Entries taken from a collection
=== Section Start ===
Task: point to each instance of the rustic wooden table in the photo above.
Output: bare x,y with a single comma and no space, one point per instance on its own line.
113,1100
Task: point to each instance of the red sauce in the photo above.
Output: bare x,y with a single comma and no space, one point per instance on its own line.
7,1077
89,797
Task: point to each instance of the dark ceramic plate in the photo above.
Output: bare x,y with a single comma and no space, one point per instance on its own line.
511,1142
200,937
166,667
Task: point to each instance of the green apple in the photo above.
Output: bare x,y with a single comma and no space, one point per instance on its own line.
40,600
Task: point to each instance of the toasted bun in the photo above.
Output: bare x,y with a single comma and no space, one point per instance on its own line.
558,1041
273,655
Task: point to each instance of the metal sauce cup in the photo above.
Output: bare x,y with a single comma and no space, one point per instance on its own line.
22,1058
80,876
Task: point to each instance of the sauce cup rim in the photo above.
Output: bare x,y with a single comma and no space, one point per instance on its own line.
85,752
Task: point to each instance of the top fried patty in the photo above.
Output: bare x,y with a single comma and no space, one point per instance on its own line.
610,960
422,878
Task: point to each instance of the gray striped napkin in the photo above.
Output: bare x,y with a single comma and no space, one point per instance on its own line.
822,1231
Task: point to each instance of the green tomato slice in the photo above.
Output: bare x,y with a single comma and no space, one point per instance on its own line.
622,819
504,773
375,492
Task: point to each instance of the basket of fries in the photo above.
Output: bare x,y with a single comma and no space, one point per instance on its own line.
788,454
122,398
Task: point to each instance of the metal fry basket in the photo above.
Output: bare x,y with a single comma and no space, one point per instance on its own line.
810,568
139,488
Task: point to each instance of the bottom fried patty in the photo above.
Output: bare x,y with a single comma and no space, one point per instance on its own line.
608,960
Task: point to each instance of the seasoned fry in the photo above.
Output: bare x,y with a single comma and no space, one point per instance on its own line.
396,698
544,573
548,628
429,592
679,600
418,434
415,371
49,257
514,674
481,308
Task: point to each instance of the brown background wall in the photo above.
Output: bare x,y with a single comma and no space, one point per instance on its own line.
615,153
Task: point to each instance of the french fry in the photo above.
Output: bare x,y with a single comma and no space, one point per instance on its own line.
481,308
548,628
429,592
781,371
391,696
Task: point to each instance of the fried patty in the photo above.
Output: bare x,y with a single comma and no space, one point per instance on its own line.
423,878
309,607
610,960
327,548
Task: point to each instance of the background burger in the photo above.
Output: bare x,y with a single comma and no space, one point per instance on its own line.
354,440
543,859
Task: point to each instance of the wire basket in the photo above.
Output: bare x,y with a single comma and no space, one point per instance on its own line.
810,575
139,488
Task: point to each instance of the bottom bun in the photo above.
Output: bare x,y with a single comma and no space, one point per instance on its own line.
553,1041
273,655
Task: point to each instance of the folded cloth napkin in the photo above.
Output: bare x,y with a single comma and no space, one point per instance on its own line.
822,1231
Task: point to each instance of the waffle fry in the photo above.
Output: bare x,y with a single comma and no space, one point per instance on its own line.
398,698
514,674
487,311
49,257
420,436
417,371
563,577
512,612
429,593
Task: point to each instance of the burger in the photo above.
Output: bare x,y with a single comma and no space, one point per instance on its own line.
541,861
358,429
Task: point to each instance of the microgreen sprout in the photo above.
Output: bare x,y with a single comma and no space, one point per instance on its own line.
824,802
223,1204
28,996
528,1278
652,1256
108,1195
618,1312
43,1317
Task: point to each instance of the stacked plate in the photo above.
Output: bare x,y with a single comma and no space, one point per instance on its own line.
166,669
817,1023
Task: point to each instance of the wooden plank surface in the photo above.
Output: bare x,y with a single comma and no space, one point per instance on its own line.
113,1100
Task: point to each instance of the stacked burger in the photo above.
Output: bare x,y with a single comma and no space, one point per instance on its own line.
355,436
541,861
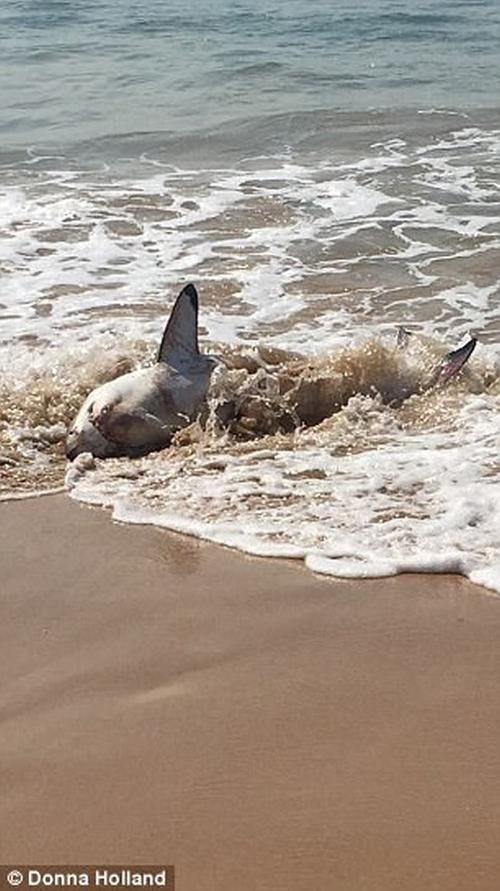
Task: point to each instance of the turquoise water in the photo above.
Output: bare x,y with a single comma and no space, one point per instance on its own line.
74,70
323,175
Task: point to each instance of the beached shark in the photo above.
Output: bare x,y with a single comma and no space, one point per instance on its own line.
139,412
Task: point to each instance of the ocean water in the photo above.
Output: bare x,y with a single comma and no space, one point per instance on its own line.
323,175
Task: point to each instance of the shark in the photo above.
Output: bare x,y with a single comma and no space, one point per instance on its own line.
140,412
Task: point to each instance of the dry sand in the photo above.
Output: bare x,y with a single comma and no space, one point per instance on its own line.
167,701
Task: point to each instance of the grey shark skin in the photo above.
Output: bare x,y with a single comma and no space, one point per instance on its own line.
139,412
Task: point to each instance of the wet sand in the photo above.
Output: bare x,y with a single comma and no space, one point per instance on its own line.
167,701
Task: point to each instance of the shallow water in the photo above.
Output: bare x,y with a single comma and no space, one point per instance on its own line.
144,148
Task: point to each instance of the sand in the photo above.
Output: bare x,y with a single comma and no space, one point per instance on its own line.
168,701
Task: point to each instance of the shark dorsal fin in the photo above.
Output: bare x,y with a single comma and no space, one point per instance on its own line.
179,344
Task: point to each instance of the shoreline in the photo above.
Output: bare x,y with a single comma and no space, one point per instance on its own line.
168,701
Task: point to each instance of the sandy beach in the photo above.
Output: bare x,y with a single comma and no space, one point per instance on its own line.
168,701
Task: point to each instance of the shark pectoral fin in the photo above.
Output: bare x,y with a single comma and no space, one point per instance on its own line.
179,345
454,361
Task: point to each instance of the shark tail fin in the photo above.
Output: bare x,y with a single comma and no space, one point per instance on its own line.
454,361
179,344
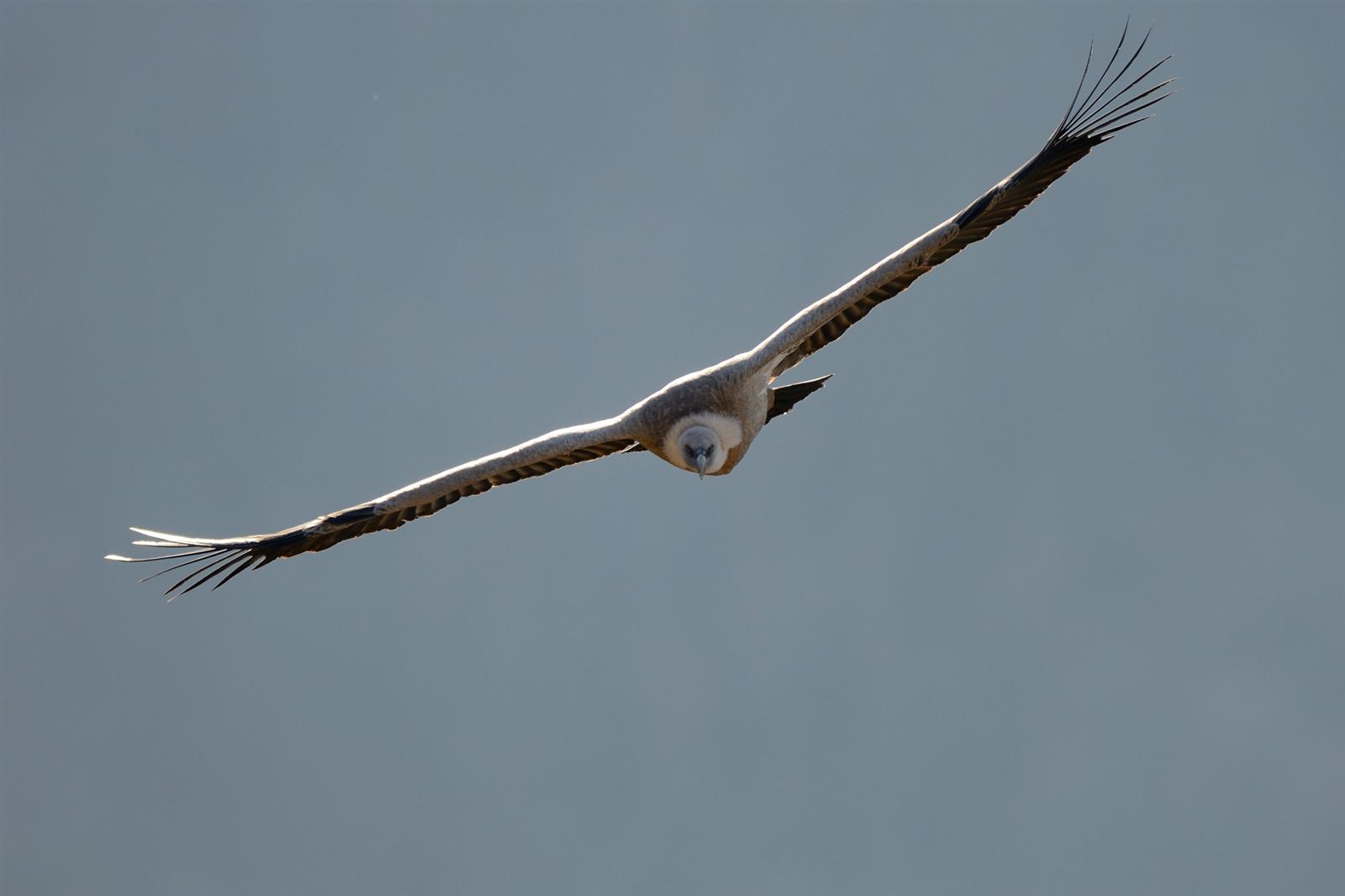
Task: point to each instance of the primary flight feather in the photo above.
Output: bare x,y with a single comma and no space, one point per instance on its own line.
706,420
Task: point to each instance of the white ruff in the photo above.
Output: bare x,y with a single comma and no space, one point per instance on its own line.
726,430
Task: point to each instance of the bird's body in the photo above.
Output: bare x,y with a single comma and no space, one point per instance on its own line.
704,421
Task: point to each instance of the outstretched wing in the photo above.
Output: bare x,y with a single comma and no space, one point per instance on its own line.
1102,113
222,559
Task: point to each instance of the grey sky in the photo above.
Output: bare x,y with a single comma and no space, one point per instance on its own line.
1042,595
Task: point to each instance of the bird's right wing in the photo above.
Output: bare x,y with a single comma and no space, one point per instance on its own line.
1103,112
208,559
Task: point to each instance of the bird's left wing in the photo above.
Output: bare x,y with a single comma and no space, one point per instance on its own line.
222,559
1103,112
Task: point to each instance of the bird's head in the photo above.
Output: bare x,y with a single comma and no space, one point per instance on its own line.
701,450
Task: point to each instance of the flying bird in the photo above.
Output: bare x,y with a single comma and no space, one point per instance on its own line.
706,420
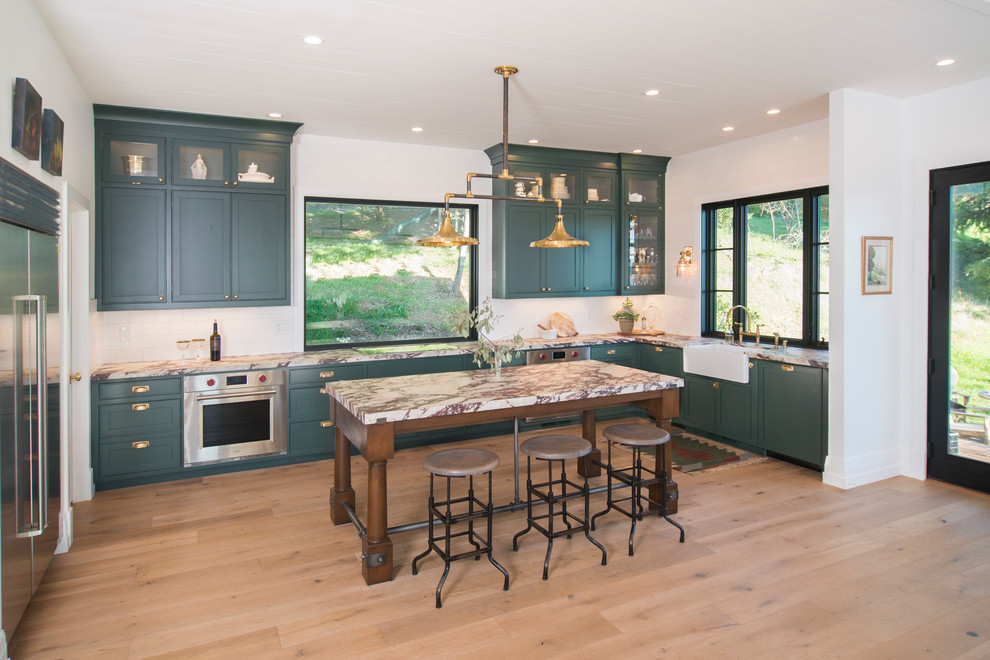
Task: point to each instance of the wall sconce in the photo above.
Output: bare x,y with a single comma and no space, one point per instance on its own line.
684,263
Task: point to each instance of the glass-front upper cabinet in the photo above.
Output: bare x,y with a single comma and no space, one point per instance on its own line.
196,163
599,186
133,159
645,247
259,166
641,188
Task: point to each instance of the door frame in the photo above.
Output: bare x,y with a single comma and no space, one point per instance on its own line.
942,465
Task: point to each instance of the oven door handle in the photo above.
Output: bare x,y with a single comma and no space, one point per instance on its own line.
234,395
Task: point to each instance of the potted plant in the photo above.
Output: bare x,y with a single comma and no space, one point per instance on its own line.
626,316
490,351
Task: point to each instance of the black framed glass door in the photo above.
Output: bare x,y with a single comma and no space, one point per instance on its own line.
959,327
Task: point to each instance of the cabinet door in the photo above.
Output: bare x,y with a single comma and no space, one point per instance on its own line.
791,411
560,265
200,246
734,411
698,398
598,265
132,246
260,249
523,268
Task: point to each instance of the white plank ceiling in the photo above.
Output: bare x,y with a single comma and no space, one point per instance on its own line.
387,65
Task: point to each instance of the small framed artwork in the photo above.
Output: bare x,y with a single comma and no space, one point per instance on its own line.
877,261
51,143
26,134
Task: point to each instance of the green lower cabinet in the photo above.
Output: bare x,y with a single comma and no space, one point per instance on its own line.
624,354
792,419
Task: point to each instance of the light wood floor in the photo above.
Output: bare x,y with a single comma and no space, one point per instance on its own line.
776,565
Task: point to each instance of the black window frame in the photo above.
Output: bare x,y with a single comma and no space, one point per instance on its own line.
811,243
473,276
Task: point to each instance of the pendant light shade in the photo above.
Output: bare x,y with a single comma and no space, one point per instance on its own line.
559,237
446,236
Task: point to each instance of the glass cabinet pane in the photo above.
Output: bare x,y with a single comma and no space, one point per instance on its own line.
642,189
199,163
138,159
259,168
563,186
643,249
527,188
598,187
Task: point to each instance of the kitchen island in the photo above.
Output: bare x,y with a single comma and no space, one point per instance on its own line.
369,412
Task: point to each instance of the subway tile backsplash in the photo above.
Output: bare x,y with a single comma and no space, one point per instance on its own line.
137,336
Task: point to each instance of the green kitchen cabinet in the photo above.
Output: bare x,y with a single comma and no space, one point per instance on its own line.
131,250
229,248
221,218
667,360
792,417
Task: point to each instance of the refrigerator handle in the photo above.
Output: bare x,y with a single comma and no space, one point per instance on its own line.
37,411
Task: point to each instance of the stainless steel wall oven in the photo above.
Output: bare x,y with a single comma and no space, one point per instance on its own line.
233,416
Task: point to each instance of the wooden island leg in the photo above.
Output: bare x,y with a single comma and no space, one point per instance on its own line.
587,467
342,493
376,546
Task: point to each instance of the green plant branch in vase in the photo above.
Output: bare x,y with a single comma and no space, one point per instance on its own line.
489,351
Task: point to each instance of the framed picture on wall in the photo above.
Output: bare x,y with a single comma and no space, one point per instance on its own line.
26,134
51,143
877,262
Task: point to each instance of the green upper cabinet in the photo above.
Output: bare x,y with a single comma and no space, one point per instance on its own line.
642,235
204,221
590,188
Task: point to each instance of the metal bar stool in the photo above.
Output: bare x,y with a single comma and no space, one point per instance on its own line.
455,463
552,448
637,477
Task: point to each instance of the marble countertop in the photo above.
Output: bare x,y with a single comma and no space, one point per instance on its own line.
121,370
398,398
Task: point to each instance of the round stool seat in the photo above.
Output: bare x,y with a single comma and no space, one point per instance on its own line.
460,462
555,447
637,435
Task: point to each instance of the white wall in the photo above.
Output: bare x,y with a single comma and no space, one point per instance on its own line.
789,159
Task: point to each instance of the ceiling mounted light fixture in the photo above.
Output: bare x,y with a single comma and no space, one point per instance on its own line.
447,236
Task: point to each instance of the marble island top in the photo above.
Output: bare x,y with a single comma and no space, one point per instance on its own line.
116,371
398,398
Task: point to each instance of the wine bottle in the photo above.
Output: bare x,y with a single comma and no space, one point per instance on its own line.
215,344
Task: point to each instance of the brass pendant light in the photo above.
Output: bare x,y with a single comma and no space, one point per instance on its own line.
447,236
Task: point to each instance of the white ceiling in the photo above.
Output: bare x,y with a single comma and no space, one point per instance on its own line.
387,65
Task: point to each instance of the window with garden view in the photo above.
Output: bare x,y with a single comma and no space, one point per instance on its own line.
769,254
368,283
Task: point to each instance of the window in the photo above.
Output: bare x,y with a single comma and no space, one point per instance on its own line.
771,255
368,283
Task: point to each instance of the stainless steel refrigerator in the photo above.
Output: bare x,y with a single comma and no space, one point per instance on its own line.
29,413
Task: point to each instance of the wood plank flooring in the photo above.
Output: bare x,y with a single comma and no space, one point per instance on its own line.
776,564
=== Section End ===
__Requirement__:
In the records shown above, how many lines include the word "steel"? Answer with the number only.

__Answer box__:
2